Locate each line in the listing below that contains the string "pond" and copy those lines. Treat uppercase and lowercase letters as distinct.

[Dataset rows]
########

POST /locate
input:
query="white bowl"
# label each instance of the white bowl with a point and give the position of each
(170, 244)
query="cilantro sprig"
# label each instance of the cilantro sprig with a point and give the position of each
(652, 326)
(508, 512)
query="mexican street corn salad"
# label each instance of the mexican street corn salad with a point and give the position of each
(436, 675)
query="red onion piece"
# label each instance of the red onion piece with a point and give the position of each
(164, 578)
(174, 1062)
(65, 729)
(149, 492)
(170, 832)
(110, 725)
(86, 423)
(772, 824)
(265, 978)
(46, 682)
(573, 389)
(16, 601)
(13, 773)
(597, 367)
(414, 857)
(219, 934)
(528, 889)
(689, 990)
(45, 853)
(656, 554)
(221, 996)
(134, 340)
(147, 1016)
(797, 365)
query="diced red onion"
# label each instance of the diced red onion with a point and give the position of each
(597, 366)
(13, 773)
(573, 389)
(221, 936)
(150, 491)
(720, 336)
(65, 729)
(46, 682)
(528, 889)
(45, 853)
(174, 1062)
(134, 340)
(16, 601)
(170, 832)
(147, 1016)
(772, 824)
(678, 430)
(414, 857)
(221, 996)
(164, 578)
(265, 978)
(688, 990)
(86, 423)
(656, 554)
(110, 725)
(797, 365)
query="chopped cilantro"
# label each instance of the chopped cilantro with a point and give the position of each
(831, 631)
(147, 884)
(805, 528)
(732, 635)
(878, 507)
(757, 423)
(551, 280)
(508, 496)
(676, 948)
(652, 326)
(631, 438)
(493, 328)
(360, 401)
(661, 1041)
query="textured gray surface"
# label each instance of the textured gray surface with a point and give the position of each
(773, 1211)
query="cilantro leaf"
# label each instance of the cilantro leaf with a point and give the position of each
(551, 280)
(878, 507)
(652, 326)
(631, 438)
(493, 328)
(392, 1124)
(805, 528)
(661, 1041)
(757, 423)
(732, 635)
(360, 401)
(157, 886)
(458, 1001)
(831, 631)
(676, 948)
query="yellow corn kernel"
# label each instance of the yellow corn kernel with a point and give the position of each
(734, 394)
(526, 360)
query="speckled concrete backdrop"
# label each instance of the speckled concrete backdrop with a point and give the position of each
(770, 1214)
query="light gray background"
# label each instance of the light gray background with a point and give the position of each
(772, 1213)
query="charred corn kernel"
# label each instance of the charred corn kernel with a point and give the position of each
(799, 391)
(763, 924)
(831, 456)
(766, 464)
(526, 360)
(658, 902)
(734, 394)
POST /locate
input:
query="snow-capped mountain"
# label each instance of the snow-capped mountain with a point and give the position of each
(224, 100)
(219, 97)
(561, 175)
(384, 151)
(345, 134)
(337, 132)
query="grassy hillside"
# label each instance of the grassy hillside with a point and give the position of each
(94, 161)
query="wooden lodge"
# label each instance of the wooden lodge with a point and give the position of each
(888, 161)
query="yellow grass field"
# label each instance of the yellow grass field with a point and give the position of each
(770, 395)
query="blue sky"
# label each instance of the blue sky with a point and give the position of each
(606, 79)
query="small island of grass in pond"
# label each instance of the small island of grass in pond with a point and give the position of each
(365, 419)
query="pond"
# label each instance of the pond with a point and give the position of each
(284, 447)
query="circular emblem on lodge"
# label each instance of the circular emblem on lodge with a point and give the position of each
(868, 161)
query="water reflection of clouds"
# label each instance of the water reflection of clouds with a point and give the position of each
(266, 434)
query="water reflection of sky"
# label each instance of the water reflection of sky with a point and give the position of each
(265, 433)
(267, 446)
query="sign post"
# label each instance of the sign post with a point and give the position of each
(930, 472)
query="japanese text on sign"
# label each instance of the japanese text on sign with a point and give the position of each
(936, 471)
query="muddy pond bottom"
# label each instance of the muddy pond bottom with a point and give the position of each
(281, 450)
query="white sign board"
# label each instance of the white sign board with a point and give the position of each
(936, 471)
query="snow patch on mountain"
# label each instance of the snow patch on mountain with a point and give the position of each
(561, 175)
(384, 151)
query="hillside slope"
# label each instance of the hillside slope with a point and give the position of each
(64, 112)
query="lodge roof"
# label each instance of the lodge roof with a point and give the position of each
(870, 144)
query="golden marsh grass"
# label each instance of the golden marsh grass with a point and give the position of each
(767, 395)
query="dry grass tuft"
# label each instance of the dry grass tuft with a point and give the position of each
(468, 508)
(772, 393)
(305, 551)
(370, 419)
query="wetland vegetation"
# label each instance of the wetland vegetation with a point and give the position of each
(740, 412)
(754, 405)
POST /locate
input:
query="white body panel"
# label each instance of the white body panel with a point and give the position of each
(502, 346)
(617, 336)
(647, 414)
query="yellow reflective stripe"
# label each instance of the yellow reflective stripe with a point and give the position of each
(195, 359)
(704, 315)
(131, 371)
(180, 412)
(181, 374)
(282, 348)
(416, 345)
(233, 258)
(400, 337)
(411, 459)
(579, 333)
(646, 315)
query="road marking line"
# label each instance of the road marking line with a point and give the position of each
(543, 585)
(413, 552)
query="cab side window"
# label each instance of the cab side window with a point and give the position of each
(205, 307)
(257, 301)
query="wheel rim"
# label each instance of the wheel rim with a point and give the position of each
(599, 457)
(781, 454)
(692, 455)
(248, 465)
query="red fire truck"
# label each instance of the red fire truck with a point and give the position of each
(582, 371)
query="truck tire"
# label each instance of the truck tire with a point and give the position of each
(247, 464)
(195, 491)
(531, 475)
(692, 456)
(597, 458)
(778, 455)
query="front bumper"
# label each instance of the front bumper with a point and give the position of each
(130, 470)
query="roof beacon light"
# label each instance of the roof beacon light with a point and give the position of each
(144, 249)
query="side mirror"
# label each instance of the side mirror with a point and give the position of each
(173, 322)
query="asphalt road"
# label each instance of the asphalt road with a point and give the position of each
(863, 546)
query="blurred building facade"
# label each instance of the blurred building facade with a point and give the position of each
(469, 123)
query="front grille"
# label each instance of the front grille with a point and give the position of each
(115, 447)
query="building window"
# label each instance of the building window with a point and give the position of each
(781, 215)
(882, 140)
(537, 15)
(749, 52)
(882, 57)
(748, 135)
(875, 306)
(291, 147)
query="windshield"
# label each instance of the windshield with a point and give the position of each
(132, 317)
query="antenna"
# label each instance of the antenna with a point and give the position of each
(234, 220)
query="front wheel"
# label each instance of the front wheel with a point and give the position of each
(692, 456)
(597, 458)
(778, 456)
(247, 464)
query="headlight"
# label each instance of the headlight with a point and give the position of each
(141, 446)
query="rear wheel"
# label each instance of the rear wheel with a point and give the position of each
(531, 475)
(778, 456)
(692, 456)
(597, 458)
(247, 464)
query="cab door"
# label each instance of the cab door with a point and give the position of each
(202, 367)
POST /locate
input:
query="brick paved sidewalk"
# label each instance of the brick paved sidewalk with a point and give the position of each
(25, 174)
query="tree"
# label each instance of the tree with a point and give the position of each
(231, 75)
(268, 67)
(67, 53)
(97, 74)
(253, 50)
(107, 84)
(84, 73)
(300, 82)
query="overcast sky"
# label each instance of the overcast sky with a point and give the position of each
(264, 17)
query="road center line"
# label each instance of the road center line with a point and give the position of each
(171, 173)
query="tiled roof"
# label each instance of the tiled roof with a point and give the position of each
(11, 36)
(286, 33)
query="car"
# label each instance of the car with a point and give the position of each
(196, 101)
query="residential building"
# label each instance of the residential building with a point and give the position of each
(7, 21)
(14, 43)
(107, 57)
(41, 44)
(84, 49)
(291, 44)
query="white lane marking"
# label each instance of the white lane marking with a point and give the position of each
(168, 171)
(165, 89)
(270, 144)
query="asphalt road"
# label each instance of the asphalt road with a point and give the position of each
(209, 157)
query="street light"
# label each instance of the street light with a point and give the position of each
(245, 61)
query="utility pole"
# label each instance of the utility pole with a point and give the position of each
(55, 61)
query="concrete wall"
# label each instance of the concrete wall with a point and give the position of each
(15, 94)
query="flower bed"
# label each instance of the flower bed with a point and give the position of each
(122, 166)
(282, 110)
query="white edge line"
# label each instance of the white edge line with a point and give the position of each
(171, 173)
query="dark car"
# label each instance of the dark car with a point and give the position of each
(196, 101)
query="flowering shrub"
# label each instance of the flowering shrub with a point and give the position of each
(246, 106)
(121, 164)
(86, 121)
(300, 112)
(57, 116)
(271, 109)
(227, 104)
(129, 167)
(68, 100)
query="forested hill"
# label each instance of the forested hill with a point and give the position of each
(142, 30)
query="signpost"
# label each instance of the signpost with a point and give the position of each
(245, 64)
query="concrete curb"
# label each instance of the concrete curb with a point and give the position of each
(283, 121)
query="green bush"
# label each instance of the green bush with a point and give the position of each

########

**Exercise result:**
query="small island of grass in pond"
# label each instance of the small island of grass in pond with a point and give the position of each
query="pond"
# label each instance of the pond with a point and give the position of each
query="muddy pond bottom"
# label each instance of the muddy pond bottom with a point and give the position of each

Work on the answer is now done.